## [Directions]
Rewrite all of the data below as a Markdown table with two columns, Row for the row number and Line for the line itself, giving each nonblank line its own row. Omit the pictures from your table.
-- Task inputs start --
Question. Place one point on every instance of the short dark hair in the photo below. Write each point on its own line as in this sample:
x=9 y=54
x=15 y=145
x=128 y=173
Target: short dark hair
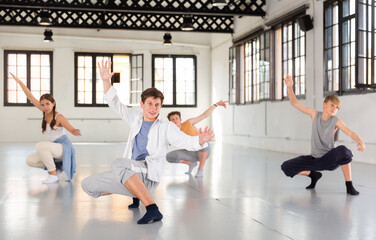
x=152 y=92
x=173 y=113
x=334 y=99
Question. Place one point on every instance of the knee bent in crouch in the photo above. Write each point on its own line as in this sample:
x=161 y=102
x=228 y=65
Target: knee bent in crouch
x=172 y=157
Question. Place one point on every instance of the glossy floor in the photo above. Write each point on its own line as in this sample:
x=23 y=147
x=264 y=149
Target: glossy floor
x=243 y=195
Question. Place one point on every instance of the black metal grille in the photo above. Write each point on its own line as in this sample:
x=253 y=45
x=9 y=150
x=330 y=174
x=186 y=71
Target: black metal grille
x=164 y=15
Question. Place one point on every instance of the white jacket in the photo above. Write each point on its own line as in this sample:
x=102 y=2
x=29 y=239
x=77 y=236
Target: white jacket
x=162 y=134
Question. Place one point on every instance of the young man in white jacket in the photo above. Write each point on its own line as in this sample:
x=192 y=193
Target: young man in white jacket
x=137 y=174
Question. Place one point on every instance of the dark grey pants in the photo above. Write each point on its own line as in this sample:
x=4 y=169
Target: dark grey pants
x=340 y=155
x=182 y=154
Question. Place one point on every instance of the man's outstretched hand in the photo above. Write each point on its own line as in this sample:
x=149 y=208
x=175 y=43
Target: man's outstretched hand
x=205 y=136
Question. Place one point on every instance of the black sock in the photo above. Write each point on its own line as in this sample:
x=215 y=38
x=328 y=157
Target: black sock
x=152 y=215
x=350 y=188
x=135 y=204
x=315 y=176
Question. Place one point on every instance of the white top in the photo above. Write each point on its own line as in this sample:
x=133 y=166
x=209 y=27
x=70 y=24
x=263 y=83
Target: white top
x=162 y=133
x=53 y=134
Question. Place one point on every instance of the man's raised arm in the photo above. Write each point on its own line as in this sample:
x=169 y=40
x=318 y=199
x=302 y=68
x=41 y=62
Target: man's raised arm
x=294 y=101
-- Task inputs end --
## [Answer below]
| Row | Line |
|---|---|
| 1 | Question. Place one point on every instance of the short dark hair in the photo below. Write each point on its own line as in this sample: |
| 2 | x=9 y=54 |
| 3 | x=15 y=145 |
| 4 | x=128 y=173 |
| 5 | Target: short dark hair |
| 6 | x=152 y=92 |
| 7 | x=173 y=113 |
| 8 | x=334 y=99 |
| 9 | Question. Place one point on every instance of the knee bent in crouch in the photo above. Write each point on its own line as in this sample: |
| 10 | x=161 y=102 |
| 11 | x=228 y=65 |
| 12 | Target: knee bent in crouch |
| 13 | x=172 y=157 |
| 14 | Question. Place one point on every instance of the glossy floor in the photo above. Write each point on its own line as in this sample: |
| 15 | x=23 y=147 |
| 16 | x=264 y=149 |
| 17 | Target: glossy floor |
| 18 | x=243 y=195 |
| 19 | Question. Place one point on every instance of the black metal grille in the photo above. Write each point on its own line as in this sample: |
| 20 | x=253 y=45 |
| 21 | x=9 y=150 |
| 22 | x=330 y=174 |
| 23 | x=186 y=71 |
| 24 | Target: black metal grille |
| 25 | x=164 y=15 |
| 26 | Question. Place one point on every instance of the white jacket in the photo above. Write each point on its own line as in this sample: |
| 27 | x=102 y=2 |
| 28 | x=29 y=239 |
| 29 | x=77 y=236 |
| 30 | Target: white jacket |
| 31 | x=162 y=134 |
| 32 | Question. Place one point on every instance of the young man in white jacket in the photo above. Write each point on its own line as in this sample: |
| 33 | x=192 y=193 |
| 34 | Target: young man in white jacket |
| 35 | x=137 y=174 |
| 36 | Question. Place one point on every instance of the dark grey pants in the photo above. Write each point on its own line as in this sample: |
| 37 | x=4 y=169 |
| 38 | Target: dark grey pants |
| 39 | x=340 y=155 |
| 40 | x=182 y=154 |
| 41 | Question. Place one point on every instance of the man's outstretched hand in the photo above. Write each point on its own line as in this sample: |
| 42 | x=149 y=208 |
| 43 | x=175 y=43 |
| 44 | Target: man's outstretched hand |
| 45 | x=205 y=136 |
| 46 | Question. Place one point on every instance of the black sock in the photo above. Write each point on its own line as in this sample: |
| 47 | x=215 y=38 |
| 48 | x=328 y=157 |
| 49 | Target: black sock |
| 50 | x=152 y=215 |
| 51 | x=350 y=188 |
| 52 | x=135 y=204 |
| 53 | x=315 y=176 |
| 54 | Question. Place one point on every instance of the white top in the photo above. Write each point on its own line as in this sample: |
| 55 | x=133 y=166 |
| 56 | x=209 y=27 |
| 57 | x=70 y=24 |
| 58 | x=263 y=83 |
| 59 | Target: white top |
| 60 | x=162 y=133 |
| 61 | x=53 y=134 |
| 62 | Question. Place one point on every instance of the man's raised arm in the photo above. Write each point on its own line as in this sample: |
| 63 | x=169 y=40 |
| 64 | x=318 y=199 |
| 65 | x=302 y=68 |
| 66 | x=41 y=62 |
| 67 | Target: man's raised arm |
| 68 | x=294 y=101 |